**Work required**
Put the lines from the line with "Exercise. For every instance of the grassy" through the line with "[(251, 111), (14, 117)]" into a Markdown table with the columns No. and Line, leaving out blank lines.

**Supplied information**

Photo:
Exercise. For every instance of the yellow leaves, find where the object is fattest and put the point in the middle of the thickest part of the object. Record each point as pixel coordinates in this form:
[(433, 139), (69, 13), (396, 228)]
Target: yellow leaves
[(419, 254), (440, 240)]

---

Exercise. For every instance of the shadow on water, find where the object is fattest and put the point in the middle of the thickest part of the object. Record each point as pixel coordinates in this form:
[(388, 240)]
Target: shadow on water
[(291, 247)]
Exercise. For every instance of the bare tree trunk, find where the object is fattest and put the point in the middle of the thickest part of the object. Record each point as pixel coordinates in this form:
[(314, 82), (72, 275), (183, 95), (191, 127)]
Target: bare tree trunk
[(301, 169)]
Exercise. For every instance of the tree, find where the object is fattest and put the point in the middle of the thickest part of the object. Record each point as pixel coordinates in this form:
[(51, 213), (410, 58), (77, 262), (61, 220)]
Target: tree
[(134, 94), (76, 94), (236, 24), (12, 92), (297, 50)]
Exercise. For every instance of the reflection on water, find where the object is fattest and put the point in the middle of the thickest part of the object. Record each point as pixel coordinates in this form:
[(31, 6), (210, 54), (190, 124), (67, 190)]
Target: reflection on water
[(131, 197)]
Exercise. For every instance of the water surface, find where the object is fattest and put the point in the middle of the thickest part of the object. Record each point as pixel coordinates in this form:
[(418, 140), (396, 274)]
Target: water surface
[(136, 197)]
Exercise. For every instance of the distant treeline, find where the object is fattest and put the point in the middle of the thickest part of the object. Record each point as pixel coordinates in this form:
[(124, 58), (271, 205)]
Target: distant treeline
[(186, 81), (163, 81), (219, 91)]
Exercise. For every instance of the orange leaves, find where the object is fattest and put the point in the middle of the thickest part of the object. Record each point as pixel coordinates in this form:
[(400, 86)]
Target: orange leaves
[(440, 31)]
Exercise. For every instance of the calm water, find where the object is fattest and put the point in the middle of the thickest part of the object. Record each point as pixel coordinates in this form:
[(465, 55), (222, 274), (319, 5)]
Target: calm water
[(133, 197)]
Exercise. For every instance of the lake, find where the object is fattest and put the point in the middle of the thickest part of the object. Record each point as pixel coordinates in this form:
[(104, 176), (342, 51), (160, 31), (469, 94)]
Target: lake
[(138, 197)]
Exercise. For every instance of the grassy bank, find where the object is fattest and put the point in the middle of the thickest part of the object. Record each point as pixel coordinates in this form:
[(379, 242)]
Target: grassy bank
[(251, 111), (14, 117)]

**Correct response**
| No. | Line |
|---|---|
| 1 | Exercise. For every instance of the grassy bank, find where the object is fattest and put the point in the middle of the thickest part of the object. Record each point as pixel coordinates in this form: |
| 2 | [(379, 242)] |
| 3 | Target: grassy bank |
| 4 | [(251, 111), (14, 117)] |